In contrast, she also explored ocean plastic and this included reworking plastic bottles found during a beach clean up, into sea creatures such as jellyfish to be hung as a ‘sea forest’ installation. She also created posters for Surfers Against Sewage, promoting clean seas. All this with CFS. What a superstar!
END OF YEAR SHOWCASE -Class of 2020
Congratulations Scarlet Crofts!
Scarlet developed her final Textiles collection as sustainable festival fashion. Recycling, repurposing and ultimately developing her own series of digital prints from her meticulously cut and stitched scalloped dress. Such a pity Glastonbury was cancelled this year, I’m sure Scarlet would have been rocking this outfit and turning heads at Pilton.
The final image is from a ‘Live’ project with the British Red Cross Society, the class created various paper couture garments depicting iconic fashions throughout the 20th century, they were exhibited as window displays around Somerset shops. This one was exhibited in Crewkerne to great acclaim!
Credit to @catherinehydephotorgaphy for image 1.
Scarlet is seeking a creative employment as a GAP year and plans to apply for UCAS in 2021.
END OF YEAR SHOWCASE- CLASS OF 2020
Congratulations Tallulah Stringer!
Amazing, conceptual Textiles project exploring Veganism and the meat industry, showcased as a powerful installation by Tallulah. She has experimented with knit, crochet, use of latex, printing and dissolvable stitched forms in her sculptural approach. A passionate and disturbingly beautiful outcome.
Well done, such a pity this couldn’t be exhibited publicly this year!
Tallulah is continuing her creative development at Strode specialising in Photography and also in contrast she is also very good at Maths.
Excellent model and expert technical guidance and photography from @catherinehydephotography and also T. Stringer.
END OF YEAR SHOWCASE -Class of 2020
Congratulations to Ellen Kinder, A level fashion designer, styling her final project based around a contemporary collection, heavily inspired by the ethos of Punk. DIY fashion, repurposing denim and strong Basquiat influences, with the experimental use of text and symbols. Ellen developed her own bespoke printed fabrics to make up into boiler-suits and garments as part of her collection.

**RECORDS PROVIDED**
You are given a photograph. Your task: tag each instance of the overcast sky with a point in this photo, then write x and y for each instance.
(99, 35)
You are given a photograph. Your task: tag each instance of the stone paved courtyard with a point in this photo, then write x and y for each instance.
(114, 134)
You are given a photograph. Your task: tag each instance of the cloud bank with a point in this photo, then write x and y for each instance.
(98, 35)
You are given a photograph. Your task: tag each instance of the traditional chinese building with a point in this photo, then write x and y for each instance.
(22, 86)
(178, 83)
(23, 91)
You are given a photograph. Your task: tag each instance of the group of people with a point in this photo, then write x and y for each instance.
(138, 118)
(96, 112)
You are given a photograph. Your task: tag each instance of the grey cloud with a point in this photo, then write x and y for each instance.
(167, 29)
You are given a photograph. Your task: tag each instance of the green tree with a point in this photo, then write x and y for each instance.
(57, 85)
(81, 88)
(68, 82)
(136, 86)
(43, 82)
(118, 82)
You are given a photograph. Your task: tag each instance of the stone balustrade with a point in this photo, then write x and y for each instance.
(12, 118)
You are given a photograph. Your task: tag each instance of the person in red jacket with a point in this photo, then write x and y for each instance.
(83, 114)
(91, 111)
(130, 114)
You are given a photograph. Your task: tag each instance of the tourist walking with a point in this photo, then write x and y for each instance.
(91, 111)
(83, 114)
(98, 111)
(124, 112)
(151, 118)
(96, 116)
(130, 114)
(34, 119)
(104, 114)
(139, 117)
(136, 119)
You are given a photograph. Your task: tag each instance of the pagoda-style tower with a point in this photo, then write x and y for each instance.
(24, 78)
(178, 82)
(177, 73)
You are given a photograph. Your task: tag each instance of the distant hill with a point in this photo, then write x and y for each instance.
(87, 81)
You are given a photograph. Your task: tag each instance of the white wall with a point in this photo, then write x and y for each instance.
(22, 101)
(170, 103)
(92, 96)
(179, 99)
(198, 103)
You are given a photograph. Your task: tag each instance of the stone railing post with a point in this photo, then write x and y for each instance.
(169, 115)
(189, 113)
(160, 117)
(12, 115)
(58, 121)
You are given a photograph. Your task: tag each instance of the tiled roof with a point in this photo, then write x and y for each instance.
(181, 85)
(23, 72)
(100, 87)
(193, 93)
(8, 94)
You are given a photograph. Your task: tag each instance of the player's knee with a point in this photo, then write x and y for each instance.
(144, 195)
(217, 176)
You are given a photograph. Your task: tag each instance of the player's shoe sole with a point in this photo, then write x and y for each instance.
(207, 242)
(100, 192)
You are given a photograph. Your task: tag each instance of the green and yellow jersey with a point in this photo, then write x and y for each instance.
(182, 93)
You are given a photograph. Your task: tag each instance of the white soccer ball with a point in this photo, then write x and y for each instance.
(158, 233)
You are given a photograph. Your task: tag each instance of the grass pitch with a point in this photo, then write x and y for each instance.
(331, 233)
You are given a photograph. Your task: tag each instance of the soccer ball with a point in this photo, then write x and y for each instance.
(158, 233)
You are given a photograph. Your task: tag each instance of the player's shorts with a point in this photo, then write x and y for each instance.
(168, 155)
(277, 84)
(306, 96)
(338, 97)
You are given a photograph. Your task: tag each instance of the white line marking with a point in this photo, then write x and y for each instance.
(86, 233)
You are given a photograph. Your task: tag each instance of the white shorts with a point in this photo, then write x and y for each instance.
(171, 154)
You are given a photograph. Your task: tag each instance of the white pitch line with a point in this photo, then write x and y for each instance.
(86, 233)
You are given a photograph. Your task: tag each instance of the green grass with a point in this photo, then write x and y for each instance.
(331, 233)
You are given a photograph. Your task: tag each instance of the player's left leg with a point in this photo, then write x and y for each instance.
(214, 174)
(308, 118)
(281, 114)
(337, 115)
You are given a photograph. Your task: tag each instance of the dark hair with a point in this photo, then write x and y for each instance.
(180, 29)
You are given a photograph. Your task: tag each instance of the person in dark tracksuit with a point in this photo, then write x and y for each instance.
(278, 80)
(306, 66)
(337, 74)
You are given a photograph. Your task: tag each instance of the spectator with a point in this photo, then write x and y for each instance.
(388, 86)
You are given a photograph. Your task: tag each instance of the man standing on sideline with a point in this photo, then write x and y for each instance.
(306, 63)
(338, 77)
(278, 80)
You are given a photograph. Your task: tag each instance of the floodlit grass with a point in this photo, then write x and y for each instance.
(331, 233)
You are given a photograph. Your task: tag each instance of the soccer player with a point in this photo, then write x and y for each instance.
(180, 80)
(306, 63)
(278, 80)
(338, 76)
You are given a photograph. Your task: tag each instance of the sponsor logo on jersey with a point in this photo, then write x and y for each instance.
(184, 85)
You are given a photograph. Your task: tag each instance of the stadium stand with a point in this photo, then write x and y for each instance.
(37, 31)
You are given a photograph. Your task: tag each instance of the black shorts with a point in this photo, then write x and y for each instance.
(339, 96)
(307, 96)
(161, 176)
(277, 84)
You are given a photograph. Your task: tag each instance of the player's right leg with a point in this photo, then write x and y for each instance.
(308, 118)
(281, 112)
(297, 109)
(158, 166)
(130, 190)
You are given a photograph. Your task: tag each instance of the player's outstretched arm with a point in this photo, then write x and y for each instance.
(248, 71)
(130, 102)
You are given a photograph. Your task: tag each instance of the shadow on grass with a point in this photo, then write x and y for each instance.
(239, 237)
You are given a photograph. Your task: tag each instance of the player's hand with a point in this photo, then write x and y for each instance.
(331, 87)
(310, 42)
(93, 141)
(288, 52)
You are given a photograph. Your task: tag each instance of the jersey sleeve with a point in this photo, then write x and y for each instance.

**EXERCISE SET**
[1] In the end-of-year showcase text, what did Tallulah Stringer's Textiles project explore?
[2] Extend the end-of-year showcase text, starting after its final sentence about Ellen Kinder's collection.

**RESPONSES PER TASK**
[1] Veganism and the meat industry.

[2]
Rock & Roll! We wish Ellen all the best for her degree in Fashion at London MET.
Excellent models and expert technical guidance with alumni Catherine Hyde in charge of photography. @catherinehydephotography
This is what we call creative collaboration.
Moving forward to cropping and playing around with compositional decision making next. I am drawn to a square format and trying to maintain the expressive, gestural marks when deciding what works as a balanced piece.
I may add further detail, maybe stitch or I might paint out detail and simplify the image. This is the fun part but something I am challenged by as really my default setting is the playful, experimental stage where I can be free and can work loosely enjoying the edges of one colour next to another and delight in the subtlety of a mark or appreciate the layering of a broad brush stroke next to a lightweight spontaneous drip or dribble. Endless possibilities that I do not want to end.
Getting my colour mixing mojo on. Painting outdoors in the Spring sunshine feeling inspired by the fresh colours around me in the garden and from walks in the surrounding fields, lanes and woodland.I had forgotten how much I love this!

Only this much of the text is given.